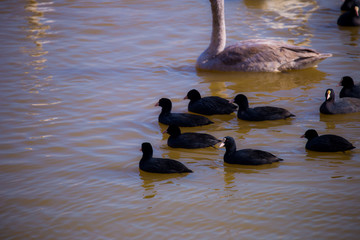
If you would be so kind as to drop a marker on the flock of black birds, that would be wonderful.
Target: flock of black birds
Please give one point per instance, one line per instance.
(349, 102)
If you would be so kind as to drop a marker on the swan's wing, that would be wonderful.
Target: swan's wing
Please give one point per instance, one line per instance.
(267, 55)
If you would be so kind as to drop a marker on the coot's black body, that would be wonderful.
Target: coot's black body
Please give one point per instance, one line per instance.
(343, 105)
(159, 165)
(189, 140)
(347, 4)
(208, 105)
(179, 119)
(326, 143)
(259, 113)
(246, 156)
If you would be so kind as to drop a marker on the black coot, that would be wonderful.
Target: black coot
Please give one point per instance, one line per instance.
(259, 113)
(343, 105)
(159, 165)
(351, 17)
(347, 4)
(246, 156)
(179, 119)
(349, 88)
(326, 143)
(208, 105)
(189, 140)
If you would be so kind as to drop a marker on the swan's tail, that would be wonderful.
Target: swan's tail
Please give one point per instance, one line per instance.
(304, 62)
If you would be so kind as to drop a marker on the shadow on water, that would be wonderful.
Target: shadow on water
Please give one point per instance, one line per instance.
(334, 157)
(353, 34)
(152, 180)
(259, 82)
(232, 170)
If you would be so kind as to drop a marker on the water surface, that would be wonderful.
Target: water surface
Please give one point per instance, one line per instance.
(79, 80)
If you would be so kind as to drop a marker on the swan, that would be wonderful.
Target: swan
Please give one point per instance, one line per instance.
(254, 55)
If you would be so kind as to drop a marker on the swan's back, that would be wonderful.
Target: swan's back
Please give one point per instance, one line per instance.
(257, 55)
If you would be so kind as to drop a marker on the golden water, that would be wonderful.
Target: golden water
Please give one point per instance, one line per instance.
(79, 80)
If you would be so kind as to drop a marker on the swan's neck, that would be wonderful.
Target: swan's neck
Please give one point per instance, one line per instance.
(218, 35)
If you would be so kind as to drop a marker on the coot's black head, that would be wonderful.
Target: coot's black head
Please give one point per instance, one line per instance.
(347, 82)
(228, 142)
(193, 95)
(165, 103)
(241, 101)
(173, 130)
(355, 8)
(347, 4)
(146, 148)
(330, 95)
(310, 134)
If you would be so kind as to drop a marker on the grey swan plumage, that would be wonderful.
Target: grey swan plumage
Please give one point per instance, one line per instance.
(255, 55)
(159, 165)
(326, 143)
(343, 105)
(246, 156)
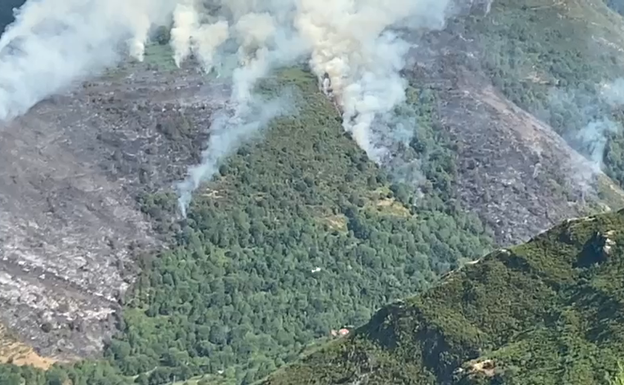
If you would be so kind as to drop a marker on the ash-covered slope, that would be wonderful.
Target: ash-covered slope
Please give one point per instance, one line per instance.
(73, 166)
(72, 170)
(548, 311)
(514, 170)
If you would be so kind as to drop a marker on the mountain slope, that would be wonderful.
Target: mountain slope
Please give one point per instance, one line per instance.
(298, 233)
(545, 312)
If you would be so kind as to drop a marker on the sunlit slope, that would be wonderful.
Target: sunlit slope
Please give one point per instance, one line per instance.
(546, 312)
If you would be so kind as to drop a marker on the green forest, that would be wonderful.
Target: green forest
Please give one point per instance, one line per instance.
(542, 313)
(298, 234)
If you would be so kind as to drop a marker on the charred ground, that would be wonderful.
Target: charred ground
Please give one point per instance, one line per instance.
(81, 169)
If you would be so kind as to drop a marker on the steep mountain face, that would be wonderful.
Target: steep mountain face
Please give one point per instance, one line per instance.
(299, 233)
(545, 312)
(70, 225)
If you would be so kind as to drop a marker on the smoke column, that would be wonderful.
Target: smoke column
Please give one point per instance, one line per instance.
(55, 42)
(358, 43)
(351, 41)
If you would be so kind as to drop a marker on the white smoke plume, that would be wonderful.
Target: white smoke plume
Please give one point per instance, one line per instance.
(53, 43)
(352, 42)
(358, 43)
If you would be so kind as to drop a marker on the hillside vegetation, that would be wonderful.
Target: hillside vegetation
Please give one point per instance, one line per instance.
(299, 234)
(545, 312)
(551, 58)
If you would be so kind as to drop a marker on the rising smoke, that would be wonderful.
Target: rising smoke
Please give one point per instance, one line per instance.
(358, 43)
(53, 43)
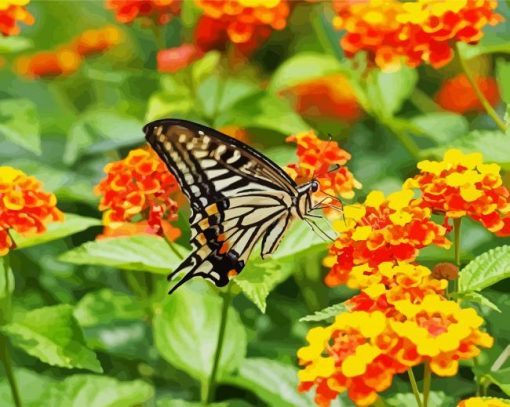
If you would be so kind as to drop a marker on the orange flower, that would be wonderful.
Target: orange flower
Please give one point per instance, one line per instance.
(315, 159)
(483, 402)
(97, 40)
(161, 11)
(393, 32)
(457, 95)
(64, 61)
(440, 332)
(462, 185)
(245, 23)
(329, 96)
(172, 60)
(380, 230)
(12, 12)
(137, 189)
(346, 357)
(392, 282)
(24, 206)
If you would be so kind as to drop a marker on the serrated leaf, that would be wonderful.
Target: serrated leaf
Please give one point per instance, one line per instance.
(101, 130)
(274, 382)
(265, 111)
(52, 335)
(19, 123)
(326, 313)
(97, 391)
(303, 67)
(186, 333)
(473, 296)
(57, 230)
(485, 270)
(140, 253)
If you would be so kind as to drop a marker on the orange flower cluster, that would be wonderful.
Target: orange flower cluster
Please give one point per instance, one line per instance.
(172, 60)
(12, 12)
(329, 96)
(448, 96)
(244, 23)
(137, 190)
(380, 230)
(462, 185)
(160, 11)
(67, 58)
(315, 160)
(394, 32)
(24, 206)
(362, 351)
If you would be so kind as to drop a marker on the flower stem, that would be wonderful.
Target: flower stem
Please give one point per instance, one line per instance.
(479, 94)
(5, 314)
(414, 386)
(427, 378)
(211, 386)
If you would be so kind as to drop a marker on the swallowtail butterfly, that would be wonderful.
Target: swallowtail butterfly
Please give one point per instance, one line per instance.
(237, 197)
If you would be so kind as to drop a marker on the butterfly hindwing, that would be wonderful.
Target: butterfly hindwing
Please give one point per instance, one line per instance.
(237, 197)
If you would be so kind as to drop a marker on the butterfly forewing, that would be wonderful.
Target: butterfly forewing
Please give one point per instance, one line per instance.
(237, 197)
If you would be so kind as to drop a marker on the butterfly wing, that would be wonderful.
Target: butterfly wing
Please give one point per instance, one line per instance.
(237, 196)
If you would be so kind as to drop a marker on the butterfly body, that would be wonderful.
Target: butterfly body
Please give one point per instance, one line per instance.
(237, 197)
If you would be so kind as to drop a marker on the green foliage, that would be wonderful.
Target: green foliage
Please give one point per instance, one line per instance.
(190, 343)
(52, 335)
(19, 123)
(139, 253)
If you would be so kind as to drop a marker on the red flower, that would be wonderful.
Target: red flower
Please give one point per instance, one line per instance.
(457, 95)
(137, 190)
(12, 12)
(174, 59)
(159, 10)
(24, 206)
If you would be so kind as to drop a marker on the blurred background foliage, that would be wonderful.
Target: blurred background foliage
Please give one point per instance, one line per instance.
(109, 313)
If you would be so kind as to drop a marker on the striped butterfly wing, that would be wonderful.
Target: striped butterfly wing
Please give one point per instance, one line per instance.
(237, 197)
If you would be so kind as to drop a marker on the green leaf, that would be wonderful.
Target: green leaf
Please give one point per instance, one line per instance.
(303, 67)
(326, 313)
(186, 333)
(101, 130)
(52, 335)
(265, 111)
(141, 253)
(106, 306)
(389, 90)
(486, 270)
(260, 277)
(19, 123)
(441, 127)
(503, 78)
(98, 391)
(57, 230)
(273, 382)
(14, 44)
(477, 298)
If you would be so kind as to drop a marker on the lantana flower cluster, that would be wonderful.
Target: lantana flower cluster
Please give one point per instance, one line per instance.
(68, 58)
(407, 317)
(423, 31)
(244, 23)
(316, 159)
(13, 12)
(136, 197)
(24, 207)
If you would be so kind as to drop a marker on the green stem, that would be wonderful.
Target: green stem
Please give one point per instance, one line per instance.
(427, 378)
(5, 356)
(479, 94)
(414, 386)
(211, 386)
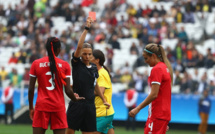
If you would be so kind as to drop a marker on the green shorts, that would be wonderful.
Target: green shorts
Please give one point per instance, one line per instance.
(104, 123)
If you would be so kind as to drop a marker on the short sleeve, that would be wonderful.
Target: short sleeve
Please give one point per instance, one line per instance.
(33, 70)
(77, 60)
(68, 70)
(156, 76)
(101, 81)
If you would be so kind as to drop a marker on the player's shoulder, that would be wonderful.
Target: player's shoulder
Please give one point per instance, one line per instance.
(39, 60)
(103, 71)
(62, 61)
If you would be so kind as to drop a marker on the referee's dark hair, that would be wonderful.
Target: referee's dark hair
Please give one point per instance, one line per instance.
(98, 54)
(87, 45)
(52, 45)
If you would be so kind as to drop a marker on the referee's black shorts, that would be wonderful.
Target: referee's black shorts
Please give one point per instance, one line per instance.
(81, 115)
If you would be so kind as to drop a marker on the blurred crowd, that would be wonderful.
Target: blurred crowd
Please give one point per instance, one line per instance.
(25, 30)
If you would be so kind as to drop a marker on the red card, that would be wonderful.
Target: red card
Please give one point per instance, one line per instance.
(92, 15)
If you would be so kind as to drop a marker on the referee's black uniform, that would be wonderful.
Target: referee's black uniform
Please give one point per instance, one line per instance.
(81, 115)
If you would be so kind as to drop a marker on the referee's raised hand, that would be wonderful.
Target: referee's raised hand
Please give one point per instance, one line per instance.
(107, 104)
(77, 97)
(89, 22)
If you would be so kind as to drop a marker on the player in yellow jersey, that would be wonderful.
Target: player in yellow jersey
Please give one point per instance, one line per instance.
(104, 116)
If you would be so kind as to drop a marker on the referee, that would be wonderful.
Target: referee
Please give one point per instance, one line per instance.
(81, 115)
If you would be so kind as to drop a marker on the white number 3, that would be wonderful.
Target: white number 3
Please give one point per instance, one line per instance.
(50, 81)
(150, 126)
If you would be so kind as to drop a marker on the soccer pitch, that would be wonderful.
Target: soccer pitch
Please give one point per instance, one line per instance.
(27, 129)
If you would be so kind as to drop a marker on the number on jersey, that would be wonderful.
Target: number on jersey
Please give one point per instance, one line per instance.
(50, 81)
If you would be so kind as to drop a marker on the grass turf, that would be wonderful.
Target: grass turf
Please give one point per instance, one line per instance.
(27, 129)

##########

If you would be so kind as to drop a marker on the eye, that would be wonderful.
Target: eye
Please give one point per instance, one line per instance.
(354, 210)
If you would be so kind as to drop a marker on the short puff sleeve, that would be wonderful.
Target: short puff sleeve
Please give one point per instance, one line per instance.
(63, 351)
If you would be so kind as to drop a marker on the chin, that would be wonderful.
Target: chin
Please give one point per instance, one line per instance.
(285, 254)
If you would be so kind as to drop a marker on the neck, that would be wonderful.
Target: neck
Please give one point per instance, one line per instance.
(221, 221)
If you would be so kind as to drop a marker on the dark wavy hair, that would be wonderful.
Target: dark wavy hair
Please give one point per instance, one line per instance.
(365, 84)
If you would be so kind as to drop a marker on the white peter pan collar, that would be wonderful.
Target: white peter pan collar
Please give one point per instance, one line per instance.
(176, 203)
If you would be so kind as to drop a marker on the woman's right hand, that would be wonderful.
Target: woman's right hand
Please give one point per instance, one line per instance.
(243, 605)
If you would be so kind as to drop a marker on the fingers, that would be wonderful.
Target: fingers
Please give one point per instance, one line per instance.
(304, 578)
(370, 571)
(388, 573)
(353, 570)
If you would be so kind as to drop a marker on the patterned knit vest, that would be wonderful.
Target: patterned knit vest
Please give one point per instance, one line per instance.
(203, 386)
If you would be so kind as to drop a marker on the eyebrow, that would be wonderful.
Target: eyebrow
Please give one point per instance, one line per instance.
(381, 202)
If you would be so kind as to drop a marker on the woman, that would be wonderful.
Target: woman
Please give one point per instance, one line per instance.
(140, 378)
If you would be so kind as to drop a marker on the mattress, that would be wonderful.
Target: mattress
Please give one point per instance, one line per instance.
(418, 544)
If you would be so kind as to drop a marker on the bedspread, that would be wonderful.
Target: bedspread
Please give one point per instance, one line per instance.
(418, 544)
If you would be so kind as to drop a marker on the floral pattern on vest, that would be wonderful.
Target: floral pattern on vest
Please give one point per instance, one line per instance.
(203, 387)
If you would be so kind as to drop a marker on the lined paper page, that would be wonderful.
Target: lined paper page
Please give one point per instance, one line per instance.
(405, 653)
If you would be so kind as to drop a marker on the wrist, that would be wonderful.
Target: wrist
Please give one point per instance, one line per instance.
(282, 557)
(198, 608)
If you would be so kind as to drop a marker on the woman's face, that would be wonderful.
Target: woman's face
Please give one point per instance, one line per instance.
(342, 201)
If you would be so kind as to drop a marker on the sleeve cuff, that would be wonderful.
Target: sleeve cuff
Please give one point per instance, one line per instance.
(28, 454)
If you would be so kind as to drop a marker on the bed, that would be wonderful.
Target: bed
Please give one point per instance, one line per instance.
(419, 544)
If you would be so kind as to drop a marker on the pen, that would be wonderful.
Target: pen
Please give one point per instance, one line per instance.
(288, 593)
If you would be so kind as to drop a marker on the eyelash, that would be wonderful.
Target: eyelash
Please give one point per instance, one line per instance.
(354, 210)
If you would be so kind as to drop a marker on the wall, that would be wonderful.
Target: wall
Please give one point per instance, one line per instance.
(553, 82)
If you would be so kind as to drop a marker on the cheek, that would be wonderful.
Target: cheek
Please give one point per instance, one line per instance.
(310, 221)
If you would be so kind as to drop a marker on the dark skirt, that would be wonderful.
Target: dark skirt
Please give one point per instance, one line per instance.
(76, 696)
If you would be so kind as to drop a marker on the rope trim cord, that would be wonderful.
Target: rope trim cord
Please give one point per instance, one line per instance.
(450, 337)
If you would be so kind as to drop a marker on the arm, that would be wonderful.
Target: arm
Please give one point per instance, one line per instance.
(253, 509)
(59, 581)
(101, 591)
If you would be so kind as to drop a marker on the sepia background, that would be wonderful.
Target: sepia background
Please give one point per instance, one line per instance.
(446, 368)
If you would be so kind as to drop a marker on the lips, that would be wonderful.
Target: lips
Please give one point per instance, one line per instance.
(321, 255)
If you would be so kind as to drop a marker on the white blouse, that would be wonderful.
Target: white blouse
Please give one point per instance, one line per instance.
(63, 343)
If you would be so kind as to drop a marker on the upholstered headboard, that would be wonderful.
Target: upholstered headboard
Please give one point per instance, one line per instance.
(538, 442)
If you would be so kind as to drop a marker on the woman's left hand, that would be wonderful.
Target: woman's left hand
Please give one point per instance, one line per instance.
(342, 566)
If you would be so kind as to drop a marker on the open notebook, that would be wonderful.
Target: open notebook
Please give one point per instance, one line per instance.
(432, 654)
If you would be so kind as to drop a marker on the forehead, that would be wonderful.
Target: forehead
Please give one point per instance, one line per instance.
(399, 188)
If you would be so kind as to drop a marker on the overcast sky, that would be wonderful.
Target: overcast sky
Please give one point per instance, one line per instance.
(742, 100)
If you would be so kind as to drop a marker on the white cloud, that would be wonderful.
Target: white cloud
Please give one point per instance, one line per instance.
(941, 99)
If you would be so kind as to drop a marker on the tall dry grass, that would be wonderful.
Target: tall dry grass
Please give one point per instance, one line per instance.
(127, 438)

##########

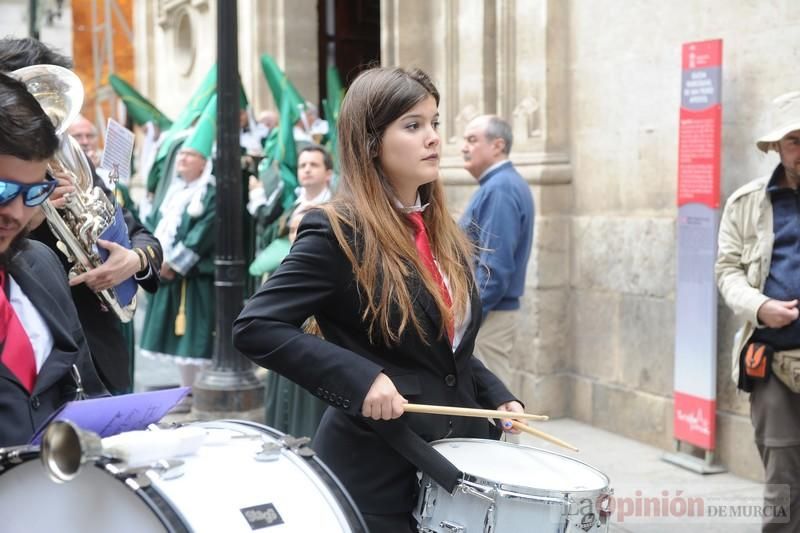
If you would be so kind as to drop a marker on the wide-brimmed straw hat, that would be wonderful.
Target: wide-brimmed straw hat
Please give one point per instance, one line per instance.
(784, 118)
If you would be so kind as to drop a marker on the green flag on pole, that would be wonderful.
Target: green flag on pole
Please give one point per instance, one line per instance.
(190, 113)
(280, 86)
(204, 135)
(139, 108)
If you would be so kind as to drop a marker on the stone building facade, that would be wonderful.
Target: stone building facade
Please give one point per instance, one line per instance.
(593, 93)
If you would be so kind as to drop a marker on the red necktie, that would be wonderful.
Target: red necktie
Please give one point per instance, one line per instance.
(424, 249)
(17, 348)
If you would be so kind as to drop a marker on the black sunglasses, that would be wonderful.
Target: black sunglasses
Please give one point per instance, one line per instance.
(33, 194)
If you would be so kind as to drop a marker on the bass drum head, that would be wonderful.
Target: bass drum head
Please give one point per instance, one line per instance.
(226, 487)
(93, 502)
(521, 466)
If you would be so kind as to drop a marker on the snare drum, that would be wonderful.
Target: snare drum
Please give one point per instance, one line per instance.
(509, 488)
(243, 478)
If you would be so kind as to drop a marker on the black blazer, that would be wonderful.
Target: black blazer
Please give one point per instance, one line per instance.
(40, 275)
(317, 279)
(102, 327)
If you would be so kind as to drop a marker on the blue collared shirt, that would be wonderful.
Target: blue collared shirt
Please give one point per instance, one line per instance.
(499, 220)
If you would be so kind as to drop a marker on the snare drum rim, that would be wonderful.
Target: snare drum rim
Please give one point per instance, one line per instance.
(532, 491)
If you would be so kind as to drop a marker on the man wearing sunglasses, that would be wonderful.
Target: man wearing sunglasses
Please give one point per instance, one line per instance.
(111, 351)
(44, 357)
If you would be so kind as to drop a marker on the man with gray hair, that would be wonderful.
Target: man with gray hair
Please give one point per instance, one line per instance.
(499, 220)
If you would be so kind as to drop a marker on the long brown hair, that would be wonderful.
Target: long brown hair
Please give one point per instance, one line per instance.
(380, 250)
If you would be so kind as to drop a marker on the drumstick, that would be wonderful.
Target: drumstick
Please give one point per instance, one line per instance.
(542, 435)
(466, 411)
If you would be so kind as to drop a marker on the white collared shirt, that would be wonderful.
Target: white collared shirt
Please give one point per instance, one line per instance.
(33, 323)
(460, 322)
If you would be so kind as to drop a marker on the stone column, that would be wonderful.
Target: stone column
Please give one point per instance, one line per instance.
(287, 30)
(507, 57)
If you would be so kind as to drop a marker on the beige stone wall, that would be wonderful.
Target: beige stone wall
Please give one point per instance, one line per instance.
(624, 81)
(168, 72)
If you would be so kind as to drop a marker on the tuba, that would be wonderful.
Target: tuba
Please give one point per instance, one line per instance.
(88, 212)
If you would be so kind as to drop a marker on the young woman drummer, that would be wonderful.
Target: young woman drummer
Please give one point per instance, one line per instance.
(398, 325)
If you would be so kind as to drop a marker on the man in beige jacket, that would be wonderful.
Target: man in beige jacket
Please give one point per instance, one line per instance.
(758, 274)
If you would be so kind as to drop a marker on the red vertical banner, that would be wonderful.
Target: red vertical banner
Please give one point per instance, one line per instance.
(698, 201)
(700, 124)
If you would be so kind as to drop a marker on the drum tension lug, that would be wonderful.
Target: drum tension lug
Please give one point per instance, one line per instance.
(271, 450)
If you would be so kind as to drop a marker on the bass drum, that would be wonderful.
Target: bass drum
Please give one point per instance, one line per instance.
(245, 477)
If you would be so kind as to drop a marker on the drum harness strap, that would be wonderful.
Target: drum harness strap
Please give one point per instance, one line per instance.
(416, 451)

##########

Task brief: Every line above from the line with "birds, that would be wonderful." to the line with "golden water, that would be wonderful.", both included, must be reproduced exactly, and no other line may appear.

Response to the exercise:
If you would be so kind as to drop a marker on the flock of black birds, that would be wonderful.
Target: flock of black birds
Please give one point per instance, one line per instance.
(349, 102)
If you would be so kind as to drop a marker on the swan's wing, that would be wonderful.
Target: swan's wing
Please give one point per instance, one line per instance.
(267, 55)
If you would be so kind as to drop a marker on the coot's black body, that would be wonderful.
Target: coot's black body
Please give one point per instance, one line per instance.
(343, 105)
(159, 165)
(189, 140)
(347, 4)
(208, 105)
(179, 119)
(326, 143)
(259, 113)
(246, 156)
If you would be so kind as to drop a marker on the black coot, that would be wonderful.
Target: black coot
Please give one point per instance, one line per instance.
(259, 113)
(343, 105)
(159, 165)
(351, 17)
(347, 4)
(246, 156)
(179, 119)
(349, 88)
(326, 143)
(208, 105)
(189, 140)
If you would be so kind as to drop a marker on the swan's tail, that would be wonderful.
Target: swan's tail
Please give one point per instance, one line per instance.
(304, 62)
If you would be so kind as to drop a marker on the shadow on water, that would be wonderful.
Target: shadow on water
Please give one point per instance, one line per instance.
(334, 157)
(353, 34)
(152, 180)
(259, 82)
(232, 170)
If you would be so kind as to drop a marker on the water surface, that would be wonderful.
Target: water surface
Please give one point per instance, one line per instance.
(79, 80)
If you would be so kind as to drop a marker on the swan, that would be wonderful.
Target: swan
Please give one point per instance, one line per instance.
(254, 55)
If you would be so kind as to drop a marker on the swan's back, that would be wonderful.
Target: swan's back
Please give one point per instance, one line per instance.
(257, 55)
If you would be so kind as to drop a marker on the golden water, that would be wonderful.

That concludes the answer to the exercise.